Data to use

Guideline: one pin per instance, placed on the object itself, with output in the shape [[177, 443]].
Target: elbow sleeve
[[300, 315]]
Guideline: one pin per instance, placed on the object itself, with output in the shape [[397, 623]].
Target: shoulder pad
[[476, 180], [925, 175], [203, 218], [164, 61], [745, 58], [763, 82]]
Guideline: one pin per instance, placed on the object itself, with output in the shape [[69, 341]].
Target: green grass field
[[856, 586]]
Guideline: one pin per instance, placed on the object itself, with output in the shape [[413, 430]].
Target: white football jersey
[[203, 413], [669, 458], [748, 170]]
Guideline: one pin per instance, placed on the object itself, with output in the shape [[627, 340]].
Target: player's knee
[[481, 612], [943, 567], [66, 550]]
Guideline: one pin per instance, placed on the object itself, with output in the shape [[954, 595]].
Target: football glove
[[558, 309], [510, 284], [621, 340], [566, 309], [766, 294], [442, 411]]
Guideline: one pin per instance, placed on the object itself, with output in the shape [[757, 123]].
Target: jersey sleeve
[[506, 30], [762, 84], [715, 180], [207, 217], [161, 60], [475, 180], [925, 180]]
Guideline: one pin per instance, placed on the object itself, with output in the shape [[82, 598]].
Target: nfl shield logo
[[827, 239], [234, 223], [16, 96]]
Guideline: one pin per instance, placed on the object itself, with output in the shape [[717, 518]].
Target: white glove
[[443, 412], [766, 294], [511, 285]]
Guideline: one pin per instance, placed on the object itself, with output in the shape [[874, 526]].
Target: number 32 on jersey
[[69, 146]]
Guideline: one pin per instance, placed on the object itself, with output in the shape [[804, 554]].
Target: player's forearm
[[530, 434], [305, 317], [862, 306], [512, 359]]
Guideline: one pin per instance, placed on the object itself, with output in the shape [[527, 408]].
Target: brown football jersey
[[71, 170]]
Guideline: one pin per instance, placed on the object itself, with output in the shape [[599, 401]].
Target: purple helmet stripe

What you have to do
The full listing is to be copied verbatim.

Exercise answer
Guideline: one pin per instance, placed on the object itself, with output in the shape [[177, 443]].
Target: elbow sleeve
[[300, 315]]
Guideline: one pin per instance, placed on the object itself, with output in the shape [[397, 623]].
Target: shoulder pad
[[476, 180], [925, 175], [203, 218], [164, 61], [745, 58], [763, 82]]
Guideline: one pin per instance, placed on the object itself, with output in the shape [[69, 341]].
Target: green grass field
[[856, 586]]
Guideline: one pin per instance, placed on the object itself, with output in the shape [[413, 430]].
Target: white football jersey
[[203, 413], [669, 458], [748, 170]]
Guideline: one pin per instance, placed on the object itself, with output in the shape [[627, 340]].
Target: player's knee
[[481, 612], [943, 567], [66, 550]]
Guideline: one pin per instance, placed on the object itself, with output in the shape [[954, 595]].
Target: football glove
[[558, 309], [510, 284], [621, 340], [566, 309], [766, 294], [442, 411]]
Guideline: one pin per instance, placed on the object itself, with output in the shape [[757, 123]].
Target: jersey sleeve
[[506, 30], [762, 84], [715, 180], [207, 217], [161, 60], [475, 180], [925, 180]]
Guideline: one pin per instance, placed on the object itself, with output in the shape [[82, 598]].
Target: nfl shield logo
[[827, 239], [234, 223], [16, 96]]
Guideline: one pin per instance, placed on the object itself, with output in the shape [[717, 518]].
Target: white glove
[[443, 412], [766, 294], [511, 285]]
Guideline: one pin per instance, placed on the object itself, with output in the shape [[874, 526]].
Target: number 32 on jersey
[[69, 146]]
Guideline: one pin per instance, placed on the object itself, with output in the shape [[804, 554]].
Target: player's forearm
[[530, 434], [305, 317], [862, 306], [512, 359]]
Guideline: one pin per instance, placed on the object itself, with output in the shape [[527, 408]].
Target: brown football jersey
[[71, 170]]
Guideline: one pin per instance, placed on the object itself, with output in the shape [[599, 401]].
Target: purple helmet stripe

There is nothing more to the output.